___ MATERIAL
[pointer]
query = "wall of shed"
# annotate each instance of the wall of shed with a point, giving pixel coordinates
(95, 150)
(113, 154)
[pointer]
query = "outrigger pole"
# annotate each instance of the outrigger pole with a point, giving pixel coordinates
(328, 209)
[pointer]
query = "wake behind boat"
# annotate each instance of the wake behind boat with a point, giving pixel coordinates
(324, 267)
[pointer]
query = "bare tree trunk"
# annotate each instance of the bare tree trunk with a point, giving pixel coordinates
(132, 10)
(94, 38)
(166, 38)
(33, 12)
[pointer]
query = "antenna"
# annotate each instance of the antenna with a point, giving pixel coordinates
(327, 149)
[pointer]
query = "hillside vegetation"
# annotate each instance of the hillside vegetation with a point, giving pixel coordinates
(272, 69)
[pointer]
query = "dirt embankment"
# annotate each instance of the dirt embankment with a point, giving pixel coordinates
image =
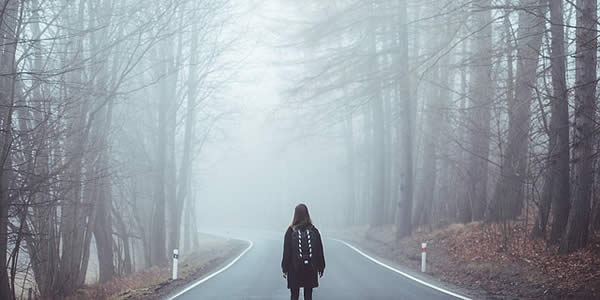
(155, 283)
(479, 258)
______
Swap every "annotate" in the records above for "mark" and write all the records out again with nothing else changed. Leave the pictures out of your answer.

THE ANSWER |
[pointer]
query = "wall of shed"
# mark each instance of the wall of shed with a point, giving pixel coordinates
(95, 150)
(113, 154)
[pointer]
query = "outrigger pole"
# mark each instance of the outrigger pole with a point, giving pixel coordinates
(328, 209)
[pointer]
query = "wake behind boat"
# mark each instance of the wake behind boat with a point, giving pixel coordinates
(324, 267)
[pointer]
query = "bare tree trunk"
# mark each instance of the bare tree trunk with a point, giving pixel coordinates
(132, 10)
(94, 38)
(166, 38)
(33, 12)
[pointer]
query = "antenna"
# mark each instance of the antenna with a point, giving pixel coordinates
(327, 149)
[pointer]
query = "hillside vegetation"
# mark each instance of the hillside vegetation with a point, giving pixel coordinates
(272, 69)
[pointer]
query = "dirt embankment"
# mark each instance of the dirt embankment with a point, giving pixel coordinates
image =
(155, 283)
(479, 258)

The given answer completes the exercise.